The Committee notes that the Government’s report has not been received. It hopes that a report will be supplied for examination by the Committee at its next session and that it will contain full information on the matters raised in its previous direct request, which read as follows:
Article 2, paragraph 1, of the Convention. Scope of application. The Committee notes the Government’s statement in its report that, by virtue of section 42 of the Labour Act, no person shall employ children under the age of 14 years for any purpose whatsoever. It also observes that section 1 of the Labour Act defines an "employee" as someone: (a) who is employed by, or working for, any employer and who is receiving, or entitled to receive, any remuneration; or (b) who in any manner assists in the carrying on or the conducting of the business of an employer. Section 2 of the Labour Act further provides that the Act applies "in relation to every employer including the State, and every employee in Namibia". The Act thus appears to limit its scope to persons engaged in an employment relationship, which excludes children or young persons who are self-employed and who do not work for wages. The Committee recalls that the Convention applies to all kinds of work or employment regardless of the existence of a contractual relationship or remuneration. The Committee asks the Government to supply information on the measures taken or envisaged to ensure the application of the Convention to all types of work outside an employment relationship, such as self-employment.

**EXERCISE INPUT**

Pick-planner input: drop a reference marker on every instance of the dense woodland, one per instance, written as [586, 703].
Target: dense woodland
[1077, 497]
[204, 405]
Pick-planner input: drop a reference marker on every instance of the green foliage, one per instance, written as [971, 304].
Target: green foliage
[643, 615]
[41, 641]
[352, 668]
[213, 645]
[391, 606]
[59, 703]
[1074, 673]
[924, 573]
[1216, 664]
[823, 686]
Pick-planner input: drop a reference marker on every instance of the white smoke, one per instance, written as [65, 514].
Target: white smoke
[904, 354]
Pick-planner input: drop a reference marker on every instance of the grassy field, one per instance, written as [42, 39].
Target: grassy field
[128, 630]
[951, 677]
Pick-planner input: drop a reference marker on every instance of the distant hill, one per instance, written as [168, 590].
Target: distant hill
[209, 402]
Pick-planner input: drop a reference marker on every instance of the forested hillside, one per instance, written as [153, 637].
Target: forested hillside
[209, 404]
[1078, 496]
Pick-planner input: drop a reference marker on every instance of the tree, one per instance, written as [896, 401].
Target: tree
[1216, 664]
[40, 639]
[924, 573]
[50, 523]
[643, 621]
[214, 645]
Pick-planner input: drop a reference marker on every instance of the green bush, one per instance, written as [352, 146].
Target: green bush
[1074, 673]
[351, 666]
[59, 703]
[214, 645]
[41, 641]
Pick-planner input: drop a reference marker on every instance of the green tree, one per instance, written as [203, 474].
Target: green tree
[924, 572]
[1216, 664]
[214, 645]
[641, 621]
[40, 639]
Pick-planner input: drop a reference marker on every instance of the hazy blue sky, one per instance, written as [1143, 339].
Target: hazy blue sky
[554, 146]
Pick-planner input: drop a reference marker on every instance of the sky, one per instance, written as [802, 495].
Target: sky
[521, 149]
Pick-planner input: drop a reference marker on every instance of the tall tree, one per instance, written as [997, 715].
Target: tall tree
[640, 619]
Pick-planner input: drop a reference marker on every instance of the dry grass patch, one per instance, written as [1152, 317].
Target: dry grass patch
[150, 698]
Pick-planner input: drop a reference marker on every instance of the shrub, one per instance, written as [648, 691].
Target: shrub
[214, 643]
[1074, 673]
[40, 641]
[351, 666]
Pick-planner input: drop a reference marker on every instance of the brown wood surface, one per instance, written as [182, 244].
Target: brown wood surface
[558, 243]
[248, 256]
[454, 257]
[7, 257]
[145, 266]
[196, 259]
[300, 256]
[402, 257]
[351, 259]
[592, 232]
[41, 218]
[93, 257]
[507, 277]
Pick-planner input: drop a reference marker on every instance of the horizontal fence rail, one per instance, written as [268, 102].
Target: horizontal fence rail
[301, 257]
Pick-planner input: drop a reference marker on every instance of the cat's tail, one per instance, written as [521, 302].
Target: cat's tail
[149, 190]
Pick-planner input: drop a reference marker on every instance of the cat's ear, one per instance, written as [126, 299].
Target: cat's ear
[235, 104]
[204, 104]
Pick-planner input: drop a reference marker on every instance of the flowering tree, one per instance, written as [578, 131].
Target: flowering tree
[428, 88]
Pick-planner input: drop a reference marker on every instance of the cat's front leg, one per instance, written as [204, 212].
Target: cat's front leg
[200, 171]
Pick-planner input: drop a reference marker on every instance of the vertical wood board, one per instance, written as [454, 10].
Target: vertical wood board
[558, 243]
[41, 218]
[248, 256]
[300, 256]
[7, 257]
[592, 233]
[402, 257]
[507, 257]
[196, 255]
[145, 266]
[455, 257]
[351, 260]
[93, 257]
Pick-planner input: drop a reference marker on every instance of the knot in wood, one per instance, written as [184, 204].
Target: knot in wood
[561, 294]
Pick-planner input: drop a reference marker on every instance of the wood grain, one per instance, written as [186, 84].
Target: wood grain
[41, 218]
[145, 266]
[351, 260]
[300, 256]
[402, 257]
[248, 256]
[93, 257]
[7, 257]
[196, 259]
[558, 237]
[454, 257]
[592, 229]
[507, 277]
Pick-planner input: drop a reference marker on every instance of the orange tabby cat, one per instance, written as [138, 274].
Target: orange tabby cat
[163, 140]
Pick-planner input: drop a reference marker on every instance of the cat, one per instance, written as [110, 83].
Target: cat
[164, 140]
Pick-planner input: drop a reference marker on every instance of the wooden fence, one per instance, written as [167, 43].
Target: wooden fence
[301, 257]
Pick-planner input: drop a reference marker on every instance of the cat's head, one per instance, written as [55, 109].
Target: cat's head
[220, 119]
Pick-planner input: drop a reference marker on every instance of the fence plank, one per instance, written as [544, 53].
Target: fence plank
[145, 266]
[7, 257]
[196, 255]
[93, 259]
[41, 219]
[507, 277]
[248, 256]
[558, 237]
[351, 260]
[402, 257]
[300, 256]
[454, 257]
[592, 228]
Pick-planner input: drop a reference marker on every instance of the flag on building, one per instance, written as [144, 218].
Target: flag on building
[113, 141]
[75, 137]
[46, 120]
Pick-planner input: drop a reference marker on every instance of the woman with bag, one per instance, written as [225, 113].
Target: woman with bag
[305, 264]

**JOBS**
a. According to the committee text on the Labour Act, below what age does section 42 bar the employment of children for any purpose?
b. Display every line of the entries that contains the string "with". Case counts.

**TASK RESULTS**
a. Under the age of 14 years.

b.
Pick-planner input: drop a reference marker on every instance of the woman with bag, one per instance, written as [225, 113].
Target: woman with bag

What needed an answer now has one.